● What you should do: Write out exactly the lines running from the one that contains "Point to the white panel" through the end of the material.

● Supplied information:
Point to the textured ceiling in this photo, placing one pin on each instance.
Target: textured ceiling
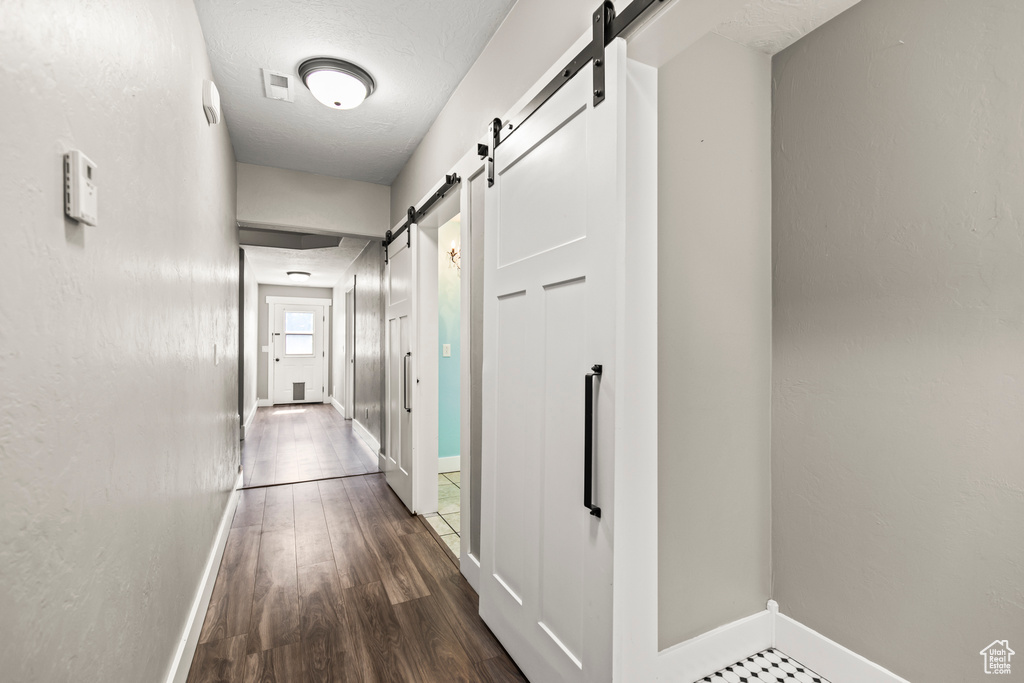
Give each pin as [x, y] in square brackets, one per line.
[771, 26]
[325, 265]
[417, 50]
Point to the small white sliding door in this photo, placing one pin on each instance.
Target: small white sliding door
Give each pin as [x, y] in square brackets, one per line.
[399, 377]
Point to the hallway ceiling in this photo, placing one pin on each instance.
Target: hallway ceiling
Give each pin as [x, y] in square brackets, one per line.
[417, 50]
[326, 265]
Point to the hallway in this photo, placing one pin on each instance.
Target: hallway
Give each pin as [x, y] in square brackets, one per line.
[302, 442]
[333, 580]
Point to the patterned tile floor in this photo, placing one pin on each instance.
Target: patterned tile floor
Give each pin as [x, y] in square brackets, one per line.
[767, 667]
[446, 522]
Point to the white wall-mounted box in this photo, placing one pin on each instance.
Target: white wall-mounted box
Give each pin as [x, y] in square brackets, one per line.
[80, 187]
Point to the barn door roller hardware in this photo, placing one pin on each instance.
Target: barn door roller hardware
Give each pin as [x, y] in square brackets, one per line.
[606, 27]
[414, 215]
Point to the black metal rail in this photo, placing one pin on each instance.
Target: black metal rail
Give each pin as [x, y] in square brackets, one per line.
[414, 215]
[606, 27]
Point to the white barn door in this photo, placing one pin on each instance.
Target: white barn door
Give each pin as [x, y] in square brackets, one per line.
[399, 377]
[554, 217]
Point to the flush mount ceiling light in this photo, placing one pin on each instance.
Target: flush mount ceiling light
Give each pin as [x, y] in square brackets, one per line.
[338, 84]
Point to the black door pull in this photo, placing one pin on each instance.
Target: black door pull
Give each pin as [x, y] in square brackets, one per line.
[588, 443]
[404, 382]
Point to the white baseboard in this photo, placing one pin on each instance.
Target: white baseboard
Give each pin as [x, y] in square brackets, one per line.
[696, 657]
[449, 464]
[189, 636]
[709, 652]
[825, 656]
[369, 439]
[338, 407]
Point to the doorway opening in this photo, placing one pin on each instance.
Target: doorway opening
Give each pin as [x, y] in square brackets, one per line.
[450, 382]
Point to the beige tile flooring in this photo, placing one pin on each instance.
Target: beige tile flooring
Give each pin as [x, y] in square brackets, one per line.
[446, 521]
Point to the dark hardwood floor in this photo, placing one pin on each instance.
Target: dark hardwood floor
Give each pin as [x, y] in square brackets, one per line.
[335, 581]
[302, 442]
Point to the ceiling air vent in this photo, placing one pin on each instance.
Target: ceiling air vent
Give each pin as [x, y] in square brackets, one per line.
[279, 86]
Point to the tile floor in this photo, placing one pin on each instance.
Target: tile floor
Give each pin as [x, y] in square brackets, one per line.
[446, 521]
[770, 666]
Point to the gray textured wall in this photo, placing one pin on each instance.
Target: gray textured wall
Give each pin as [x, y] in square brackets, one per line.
[369, 272]
[118, 427]
[898, 377]
[714, 337]
[263, 327]
[250, 352]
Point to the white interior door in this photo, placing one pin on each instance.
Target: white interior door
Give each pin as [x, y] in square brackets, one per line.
[553, 217]
[299, 353]
[399, 373]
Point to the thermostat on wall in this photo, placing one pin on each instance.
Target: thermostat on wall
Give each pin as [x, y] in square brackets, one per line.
[80, 187]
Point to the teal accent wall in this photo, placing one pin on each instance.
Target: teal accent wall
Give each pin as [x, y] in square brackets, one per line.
[449, 332]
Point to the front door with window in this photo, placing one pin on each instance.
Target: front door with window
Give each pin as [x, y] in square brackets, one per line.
[299, 353]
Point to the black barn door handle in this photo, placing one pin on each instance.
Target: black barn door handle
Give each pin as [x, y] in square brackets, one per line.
[404, 382]
[588, 444]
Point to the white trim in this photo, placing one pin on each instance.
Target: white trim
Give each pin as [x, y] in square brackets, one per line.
[709, 652]
[825, 656]
[696, 657]
[189, 636]
[369, 439]
[338, 407]
[449, 464]
[300, 300]
[249, 420]
[471, 172]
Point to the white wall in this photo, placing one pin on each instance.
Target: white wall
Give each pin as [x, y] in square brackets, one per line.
[898, 390]
[118, 431]
[274, 197]
[714, 337]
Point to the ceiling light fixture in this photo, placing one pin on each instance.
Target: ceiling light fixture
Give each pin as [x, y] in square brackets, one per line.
[338, 84]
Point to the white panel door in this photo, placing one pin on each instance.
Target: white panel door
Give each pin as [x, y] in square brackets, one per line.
[299, 353]
[399, 378]
[553, 218]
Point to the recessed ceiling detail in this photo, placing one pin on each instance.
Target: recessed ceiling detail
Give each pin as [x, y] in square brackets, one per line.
[417, 51]
[326, 266]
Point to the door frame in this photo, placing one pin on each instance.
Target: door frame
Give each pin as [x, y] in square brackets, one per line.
[349, 359]
[425, 440]
[305, 301]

● The reply:
Point to the white panel door in this photo, placing one pin on each instance.
Target: white panel door
Give each pin as [x, y] in square brackets, one per line.
[299, 353]
[399, 378]
[553, 218]
Point to the recessed ceiling detail in this photo, placing one pin on each instance.
Target: recessed ceiling detail
Give each pin as [x, y] in square brackets, one per line.
[417, 51]
[326, 266]
Point to the door frame in this photo, placing one pin on each instance.
Target: door frame
Give each pin as [x, y] in square brackets, one per line.
[349, 359]
[425, 440]
[305, 301]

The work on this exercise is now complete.